Thursday, February 25, 2010

Are You Open Minded? Are You SURE?

Hearts and Minds, Swords and Mirrors

According to Christopher Joyce of NPR, in his article Belief In Climate Change Hinges On Worldview, we're not as open-minded as we'd like to believe.

From the article:
Dan Kahan, a law professor at Yale University and a member of The Cultural Cognition Project says people test new information against their preexisting view of how the world should work.

The operative word here is "should".

"If the implication, the outcome, can affirm your values, you think about it in a much more open-minded way," he says.

And if it doesn't?

It's headed for the trash can -- mostly out of fear. "Basically the reason that people react in a close-minded way to information is that the implications of it threaten their values."

Huh. Isn't that interesting.

Whether the world actually works the way you think it does or not, you fit the data to what you believe about the world. Not whether it fits your (or anyone else's) empirical data or even experience. Your VALUES.

To quote Mark Twain, "It ain't what you don't know that gets you into trouble. It's what you know for sure that just ain't so."

This finding sheds some interesting light on why trying to change people's hearts is more effective than trying to change their minds.

There's another side to this coin, too.

The saying,
"I'll believe it when I see it,"
is actually the wrong way around, because the truth is,
"I'll see it only after I believe it's possible."
A double-edged sword, it cuts both ways. We can be deluded by our values into seeing what isn't there. And we can be prevented by our ignorance and prejudice from seeing what really IS there.

What's even more interesting to me is that how you see yourself impacts how you see the world. That may sound abstract, but here's where the rubber meets the road:
The participants tended to believe the message that came from the person they considered to be more like them.

So, how do you see yourself? As open? Closed? Certain? Doubtful? Are you kind and compassionate? Are you afraid? Are you aggressive? Are you weak?

Here's an interesting test. Take a look at what you believe in. Take a look at who you listen to on those topics. Then look at the messenger, and make an assessment.

That's an interesting mirror, now, isn't it?

The article ends with a "what to do about it" theme, which is useful enough. Kahan says, "The goal can't be to create a kind of psychological house of mirrors so that people end up seeing exactly what you want. The goal has to be to create an environment that allows them to be open-minded."

That's a challenge in dissolving dualism, so that we don't see ourselves as "different" or separate from one another or the universe. (A topic for another day.)

But I'd like to end somewhere a little different.

It's not about them and what they believe or what they do to try to get you to believe. No sir. It's about you.

Find the mirrors that enable you to see yourself clearly.

Then decide whether you like what you see. Change what you don't like.

And when you change yourself, you'll change the world.

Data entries
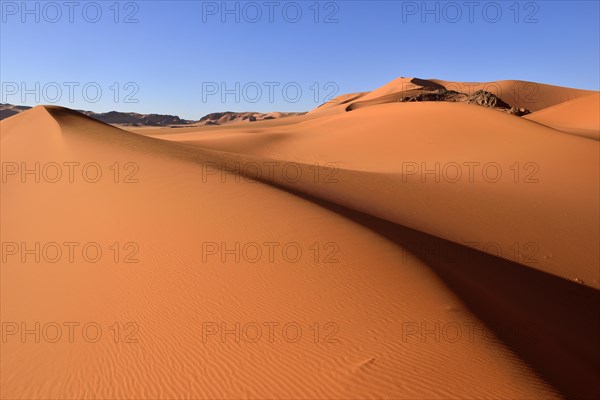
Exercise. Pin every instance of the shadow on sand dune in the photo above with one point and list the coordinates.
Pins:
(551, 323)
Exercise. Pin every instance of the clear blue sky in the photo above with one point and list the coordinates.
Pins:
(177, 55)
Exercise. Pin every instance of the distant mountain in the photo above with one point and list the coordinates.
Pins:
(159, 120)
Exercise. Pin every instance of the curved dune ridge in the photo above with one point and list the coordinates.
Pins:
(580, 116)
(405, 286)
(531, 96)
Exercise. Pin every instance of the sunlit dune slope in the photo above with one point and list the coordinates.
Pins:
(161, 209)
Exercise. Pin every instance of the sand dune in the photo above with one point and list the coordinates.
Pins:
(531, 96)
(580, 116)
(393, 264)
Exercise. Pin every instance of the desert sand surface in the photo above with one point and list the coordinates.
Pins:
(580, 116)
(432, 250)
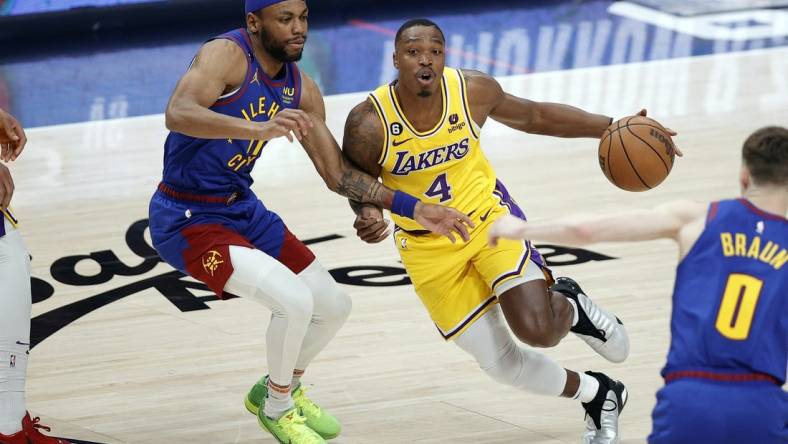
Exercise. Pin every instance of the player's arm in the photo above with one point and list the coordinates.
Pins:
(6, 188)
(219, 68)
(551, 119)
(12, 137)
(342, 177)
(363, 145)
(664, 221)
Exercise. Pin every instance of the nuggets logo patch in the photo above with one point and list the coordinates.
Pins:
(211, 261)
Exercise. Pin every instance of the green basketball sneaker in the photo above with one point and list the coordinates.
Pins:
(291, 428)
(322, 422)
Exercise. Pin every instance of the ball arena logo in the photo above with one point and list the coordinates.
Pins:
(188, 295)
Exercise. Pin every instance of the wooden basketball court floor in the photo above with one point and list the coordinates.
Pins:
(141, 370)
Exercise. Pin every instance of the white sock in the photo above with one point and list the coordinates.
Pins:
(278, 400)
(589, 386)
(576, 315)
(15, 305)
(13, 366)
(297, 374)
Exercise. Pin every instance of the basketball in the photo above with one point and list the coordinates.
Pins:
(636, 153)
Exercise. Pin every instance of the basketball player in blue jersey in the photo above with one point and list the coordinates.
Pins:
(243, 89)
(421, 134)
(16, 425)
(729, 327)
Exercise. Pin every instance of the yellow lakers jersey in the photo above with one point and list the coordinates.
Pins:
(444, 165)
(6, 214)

*Written instruction 1*
Answer these from the post on open-mindedness:
(a) At which university is Dan Kahan a law professor?
(b) Who is quoted as saying, "It ain't what you don't know that gets you into trouble"?
(c) Whose message did the participants tend to believe?
*Written instruction 2*
Please set down the part of the post on open-mindedness starting with "The article ends" and going on through "change the world.".
You won't need the material for any of this.

*Reply 1*
(a) Yale University
(b) Mark Twain
(c) The person they considered to be more like them

*Reply 2*
The article ends with a "what to do about it" theme, which is useful enough. Kahan says, "The goal can't be to create a kind of psychological house of mirrors so that people end up seeing exactly what you want. The goal has to be to create an environment that allows them to be open-minded."

That's a challenge in dissolving dualism, so that we don't see ourselves as "different" or separate from one another or the universe. (A topic for another day.)

But I'd like to end somewhere a little different.

It's not about them and what they believe or what they do to try to get you to believe. No sir. It's about you.

Find the mirrors that enable you to see yourself clearly.

Then decide whether you like what you see. Change what you don't like.

And when you change yourself, you'll change the world.